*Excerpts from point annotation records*
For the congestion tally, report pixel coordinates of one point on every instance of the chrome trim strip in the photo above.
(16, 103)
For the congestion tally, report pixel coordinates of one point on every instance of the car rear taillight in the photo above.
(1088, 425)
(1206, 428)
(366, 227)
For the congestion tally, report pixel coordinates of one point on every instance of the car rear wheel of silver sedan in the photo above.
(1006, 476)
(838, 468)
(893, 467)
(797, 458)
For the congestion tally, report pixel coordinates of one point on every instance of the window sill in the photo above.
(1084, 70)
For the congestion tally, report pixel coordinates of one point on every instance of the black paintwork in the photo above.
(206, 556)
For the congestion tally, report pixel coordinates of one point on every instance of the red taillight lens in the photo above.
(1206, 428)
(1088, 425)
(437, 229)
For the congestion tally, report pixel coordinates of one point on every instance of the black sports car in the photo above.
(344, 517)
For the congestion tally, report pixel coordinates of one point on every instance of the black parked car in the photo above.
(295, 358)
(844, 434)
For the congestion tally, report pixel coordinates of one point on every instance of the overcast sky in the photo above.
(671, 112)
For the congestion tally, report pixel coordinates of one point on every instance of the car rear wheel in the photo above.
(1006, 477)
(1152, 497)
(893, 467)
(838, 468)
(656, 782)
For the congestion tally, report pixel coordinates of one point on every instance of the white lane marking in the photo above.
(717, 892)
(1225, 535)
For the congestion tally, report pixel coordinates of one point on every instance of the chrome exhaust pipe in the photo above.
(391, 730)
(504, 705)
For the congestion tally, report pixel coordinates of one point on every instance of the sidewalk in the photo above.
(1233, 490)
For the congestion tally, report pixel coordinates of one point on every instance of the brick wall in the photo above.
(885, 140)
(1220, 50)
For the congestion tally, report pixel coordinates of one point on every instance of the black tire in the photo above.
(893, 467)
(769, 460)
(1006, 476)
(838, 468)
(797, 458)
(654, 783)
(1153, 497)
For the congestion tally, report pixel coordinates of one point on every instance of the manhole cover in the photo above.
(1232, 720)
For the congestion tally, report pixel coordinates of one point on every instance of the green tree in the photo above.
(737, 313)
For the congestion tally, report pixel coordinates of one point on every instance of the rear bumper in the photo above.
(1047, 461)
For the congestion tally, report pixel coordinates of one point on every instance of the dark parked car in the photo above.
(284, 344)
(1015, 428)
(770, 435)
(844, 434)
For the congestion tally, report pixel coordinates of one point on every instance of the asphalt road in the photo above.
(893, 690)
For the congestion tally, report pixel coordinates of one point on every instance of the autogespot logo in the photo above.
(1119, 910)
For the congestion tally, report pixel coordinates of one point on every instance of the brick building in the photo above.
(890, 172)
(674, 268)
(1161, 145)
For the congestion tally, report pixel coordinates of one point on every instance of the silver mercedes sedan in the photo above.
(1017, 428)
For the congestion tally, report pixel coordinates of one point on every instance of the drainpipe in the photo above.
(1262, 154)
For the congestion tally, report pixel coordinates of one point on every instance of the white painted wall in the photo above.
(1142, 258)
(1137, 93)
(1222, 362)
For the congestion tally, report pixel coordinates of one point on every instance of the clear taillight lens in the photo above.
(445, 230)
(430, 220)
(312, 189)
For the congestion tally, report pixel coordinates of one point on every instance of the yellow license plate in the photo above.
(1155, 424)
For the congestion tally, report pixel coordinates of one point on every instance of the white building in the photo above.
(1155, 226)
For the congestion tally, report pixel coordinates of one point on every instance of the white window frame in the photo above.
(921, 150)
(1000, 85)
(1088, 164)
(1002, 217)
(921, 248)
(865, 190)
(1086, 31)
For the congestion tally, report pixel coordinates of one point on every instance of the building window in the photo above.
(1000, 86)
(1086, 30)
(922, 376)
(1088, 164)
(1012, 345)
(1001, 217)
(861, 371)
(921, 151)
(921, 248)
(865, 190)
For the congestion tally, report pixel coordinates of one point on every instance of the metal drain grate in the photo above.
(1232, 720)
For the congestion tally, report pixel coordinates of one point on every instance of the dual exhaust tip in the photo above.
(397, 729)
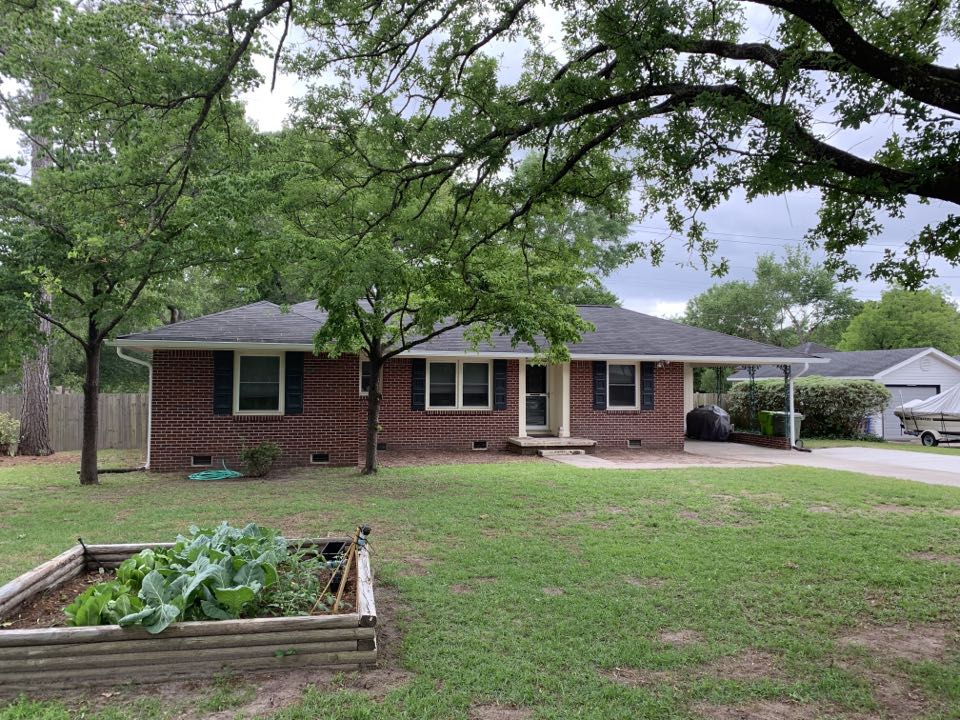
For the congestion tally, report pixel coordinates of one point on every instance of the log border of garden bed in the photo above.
(64, 657)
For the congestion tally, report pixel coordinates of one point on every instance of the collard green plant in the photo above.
(103, 604)
(208, 574)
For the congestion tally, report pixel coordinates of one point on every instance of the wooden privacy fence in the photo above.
(123, 419)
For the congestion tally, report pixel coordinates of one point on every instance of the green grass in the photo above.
(881, 445)
(754, 569)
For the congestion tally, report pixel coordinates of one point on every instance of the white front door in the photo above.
(537, 397)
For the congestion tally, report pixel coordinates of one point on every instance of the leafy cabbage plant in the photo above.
(208, 574)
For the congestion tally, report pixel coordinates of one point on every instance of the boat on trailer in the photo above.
(935, 420)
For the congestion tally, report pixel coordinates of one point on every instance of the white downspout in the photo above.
(806, 366)
(149, 365)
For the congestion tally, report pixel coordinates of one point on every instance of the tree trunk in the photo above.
(91, 401)
(373, 413)
(35, 397)
(35, 383)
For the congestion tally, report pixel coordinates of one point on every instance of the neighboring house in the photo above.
(909, 374)
(244, 376)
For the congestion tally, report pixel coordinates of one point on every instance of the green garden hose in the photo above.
(224, 474)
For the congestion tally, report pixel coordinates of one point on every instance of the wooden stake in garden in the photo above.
(359, 536)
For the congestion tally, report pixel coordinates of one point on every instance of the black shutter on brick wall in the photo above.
(499, 384)
(599, 385)
(418, 384)
(648, 389)
(223, 382)
(293, 384)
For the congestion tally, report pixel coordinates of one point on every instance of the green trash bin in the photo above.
(765, 418)
(780, 420)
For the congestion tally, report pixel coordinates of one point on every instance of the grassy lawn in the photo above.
(909, 447)
(535, 590)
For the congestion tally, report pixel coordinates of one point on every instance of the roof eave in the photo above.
(610, 357)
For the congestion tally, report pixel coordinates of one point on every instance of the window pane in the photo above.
(259, 386)
(623, 374)
(259, 396)
(536, 379)
(443, 373)
(476, 384)
(623, 396)
(365, 376)
(443, 384)
(254, 368)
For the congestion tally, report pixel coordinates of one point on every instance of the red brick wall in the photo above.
(184, 423)
(661, 427)
(334, 414)
(333, 419)
(404, 428)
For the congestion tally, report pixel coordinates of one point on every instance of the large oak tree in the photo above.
(684, 91)
(130, 105)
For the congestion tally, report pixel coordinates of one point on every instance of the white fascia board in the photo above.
(828, 377)
(204, 345)
(953, 362)
(694, 359)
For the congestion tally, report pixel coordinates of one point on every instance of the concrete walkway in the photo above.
(649, 460)
(930, 468)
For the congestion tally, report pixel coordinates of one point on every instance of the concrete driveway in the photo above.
(930, 468)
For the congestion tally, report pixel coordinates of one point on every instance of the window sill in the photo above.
(458, 411)
(257, 417)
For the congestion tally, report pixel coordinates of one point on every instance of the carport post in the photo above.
(790, 427)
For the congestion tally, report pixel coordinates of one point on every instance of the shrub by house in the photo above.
(831, 407)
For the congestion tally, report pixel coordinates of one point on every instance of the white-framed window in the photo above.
(364, 377)
(623, 384)
(459, 385)
(258, 383)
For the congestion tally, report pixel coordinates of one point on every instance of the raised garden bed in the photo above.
(61, 657)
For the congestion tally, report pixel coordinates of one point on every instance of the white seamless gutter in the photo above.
(147, 364)
(698, 359)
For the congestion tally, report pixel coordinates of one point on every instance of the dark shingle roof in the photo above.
(813, 349)
(856, 363)
(618, 332)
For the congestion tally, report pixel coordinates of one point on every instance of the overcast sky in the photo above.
(744, 230)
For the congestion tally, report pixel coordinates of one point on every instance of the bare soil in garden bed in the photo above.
(266, 692)
(46, 609)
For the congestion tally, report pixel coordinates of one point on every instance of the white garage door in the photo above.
(901, 394)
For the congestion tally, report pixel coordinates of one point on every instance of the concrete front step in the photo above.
(533, 445)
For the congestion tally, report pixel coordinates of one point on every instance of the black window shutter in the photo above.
(647, 371)
(418, 384)
(223, 382)
(599, 385)
(293, 384)
(499, 384)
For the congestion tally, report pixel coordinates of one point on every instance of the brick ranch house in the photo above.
(248, 375)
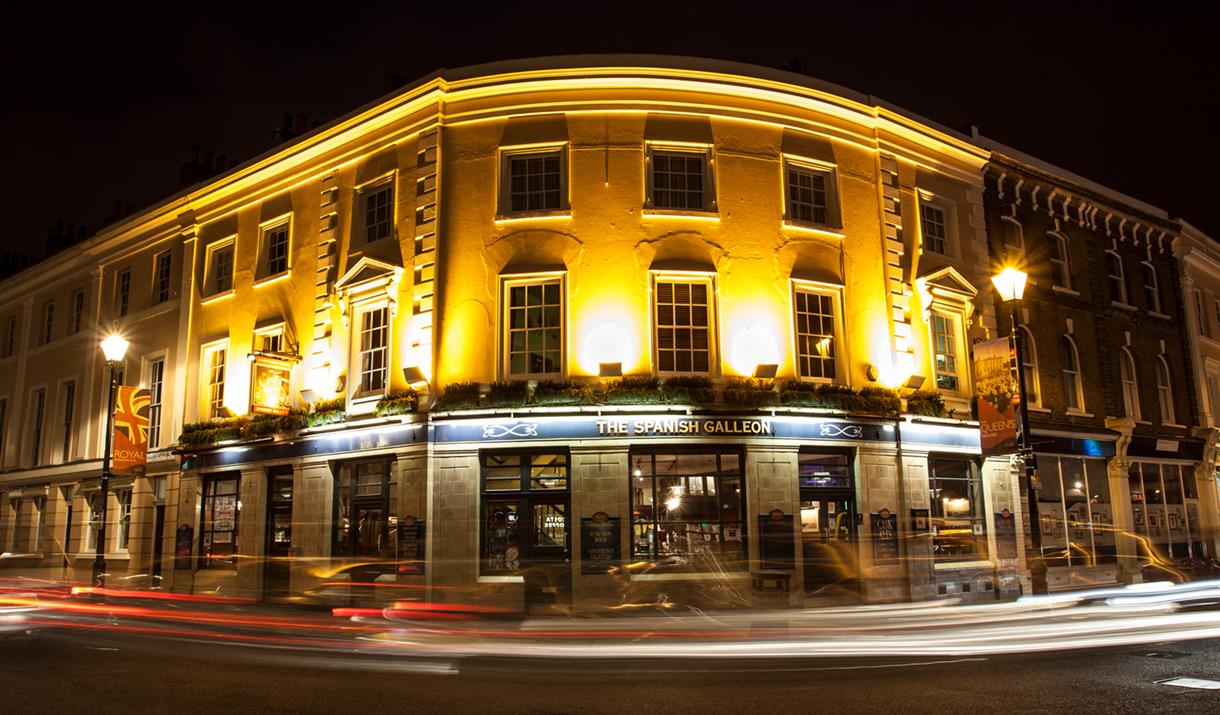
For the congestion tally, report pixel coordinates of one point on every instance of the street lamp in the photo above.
(1010, 286)
(114, 348)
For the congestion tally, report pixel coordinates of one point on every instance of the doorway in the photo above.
(277, 565)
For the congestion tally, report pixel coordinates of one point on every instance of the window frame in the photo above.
(706, 154)
(838, 344)
(814, 167)
(504, 194)
(364, 194)
(506, 284)
(713, 327)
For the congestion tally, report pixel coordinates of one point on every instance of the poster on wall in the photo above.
(885, 537)
(270, 384)
(600, 543)
(998, 400)
(131, 437)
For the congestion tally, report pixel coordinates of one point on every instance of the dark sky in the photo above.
(103, 104)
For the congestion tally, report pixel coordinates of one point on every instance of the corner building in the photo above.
(522, 306)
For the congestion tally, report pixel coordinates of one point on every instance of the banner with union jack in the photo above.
(131, 439)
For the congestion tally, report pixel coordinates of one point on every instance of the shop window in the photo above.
(811, 195)
(533, 181)
(816, 322)
(525, 509)
(1114, 278)
(534, 328)
(687, 509)
(366, 505)
(218, 524)
(680, 181)
(683, 326)
(958, 520)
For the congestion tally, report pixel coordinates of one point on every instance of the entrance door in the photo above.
(828, 542)
(279, 535)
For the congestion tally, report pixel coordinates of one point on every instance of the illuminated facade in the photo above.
(538, 334)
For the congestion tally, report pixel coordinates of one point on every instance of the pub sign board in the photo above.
(600, 543)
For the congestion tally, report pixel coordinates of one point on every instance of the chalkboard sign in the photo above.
(777, 543)
(410, 546)
(1005, 535)
(600, 543)
(182, 546)
(885, 537)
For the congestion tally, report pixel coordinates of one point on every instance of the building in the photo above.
(1110, 375)
(580, 332)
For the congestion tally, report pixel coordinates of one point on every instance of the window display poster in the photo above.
(600, 543)
(885, 537)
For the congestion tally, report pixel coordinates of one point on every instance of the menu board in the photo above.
(600, 543)
(777, 541)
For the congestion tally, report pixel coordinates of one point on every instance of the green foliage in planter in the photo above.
(509, 393)
(688, 389)
(459, 395)
(399, 402)
(750, 392)
(632, 389)
(553, 392)
(927, 403)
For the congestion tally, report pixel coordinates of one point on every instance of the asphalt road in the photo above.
(77, 672)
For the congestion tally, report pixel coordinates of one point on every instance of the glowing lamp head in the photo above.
(1010, 283)
(114, 348)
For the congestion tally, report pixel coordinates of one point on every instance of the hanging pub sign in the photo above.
(600, 543)
(270, 384)
(131, 437)
(885, 537)
(998, 399)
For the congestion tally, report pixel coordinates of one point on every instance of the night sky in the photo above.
(103, 105)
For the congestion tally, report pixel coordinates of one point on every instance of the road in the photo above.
(100, 672)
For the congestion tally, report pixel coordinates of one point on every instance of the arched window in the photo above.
(1130, 386)
(1060, 262)
(1069, 360)
(1030, 366)
(1164, 392)
(1114, 278)
(1152, 293)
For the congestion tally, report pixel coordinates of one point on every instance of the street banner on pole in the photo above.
(131, 444)
(998, 400)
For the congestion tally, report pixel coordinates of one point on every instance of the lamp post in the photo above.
(1010, 286)
(114, 348)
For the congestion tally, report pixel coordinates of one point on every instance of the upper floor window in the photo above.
(123, 292)
(77, 310)
(215, 365)
(944, 352)
(1164, 392)
(373, 350)
(816, 322)
(534, 334)
(156, 383)
(1152, 291)
(1130, 384)
(533, 181)
(811, 195)
(1115, 281)
(683, 325)
(933, 220)
(220, 267)
(161, 272)
(378, 211)
(680, 179)
(1060, 260)
(1069, 362)
(48, 322)
(1030, 365)
(275, 249)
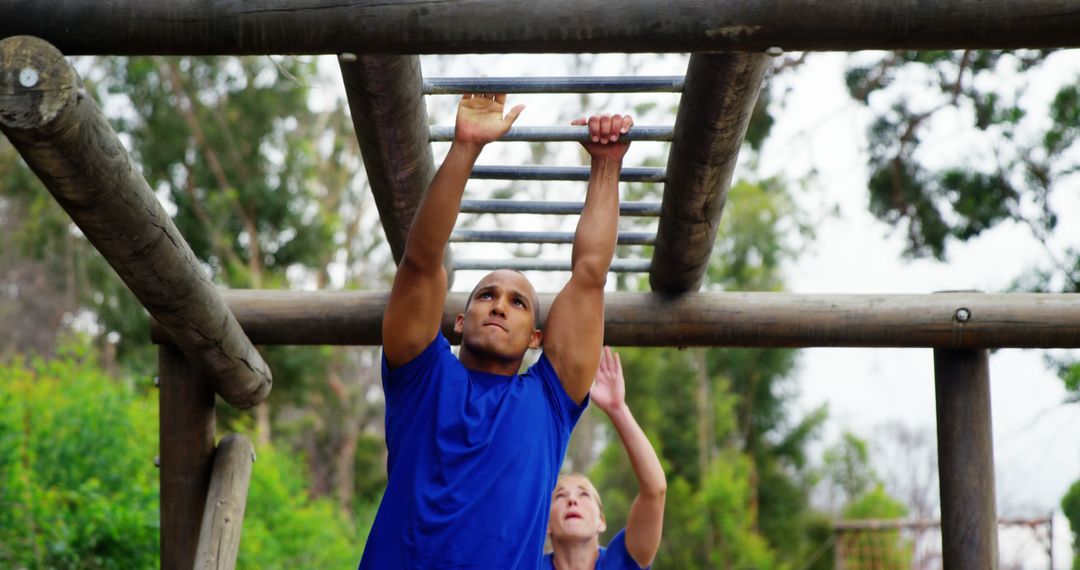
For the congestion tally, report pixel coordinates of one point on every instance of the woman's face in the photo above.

*Task objective*
Can you print every line from the start of the records up to and including the line containing "(1233, 490)", reproduced without any changes?

*Exercise solution*
For the congestion tally, report pixel coordinates of one point on every instance of the chrome trim strip in the photo above.
(16, 103)
For the congestion tally, report pixel coordinates of one point on every instance of the car rear taillight in the photo above.
(1088, 425)
(1206, 428)
(366, 227)
For the congestion tally, report pixel coordinates of one point on every instance of the car rear wheel of silver sedan in the photo above.
(1006, 476)
(838, 468)
(893, 467)
(797, 458)
For the congestion tally, report pixel coordinates of one point on every instance of the window sill in the photo above.
(1084, 70)
For the congestion tally, report pixel coordinates of one point on every instance of the black paintwork in the photo above.
(206, 556)
For the congestion tally, report pixel coordinates of one point on every instance of the red taillight lens in the photo above.
(1206, 428)
(1088, 425)
(437, 229)
For the congestion tally, report pixel coordinates of one point on every instance of the black sports car in the photo above.
(344, 517)
For the congestion tally, report pixel coordinates of one point on every instance of the black parked car in the photo above.
(295, 358)
(844, 434)
For the congestion tally, report pixel coordinates of one point on every instance of the overcast sky in the photo above.
(671, 112)
For the congestion tally, report pixel coordinates of one point on every instance of the car rear wheel in the photo above.
(1006, 477)
(1152, 497)
(893, 467)
(838, 468)
(656, 782)
For the congestion tally, report pixel coordinates of one point on every instance of the white lane marking in the photo above.
(717, 892)
(1225, 535)
For the congestion tally, report pixel coordinates of one point on every instance of the chrome exhaust pipe in the photo above.
(391, 730)
(504, 705)
For the congestion tally, report pixel coordinates of one point on every instance of the sidewalk in the photo above.
(1233, 490)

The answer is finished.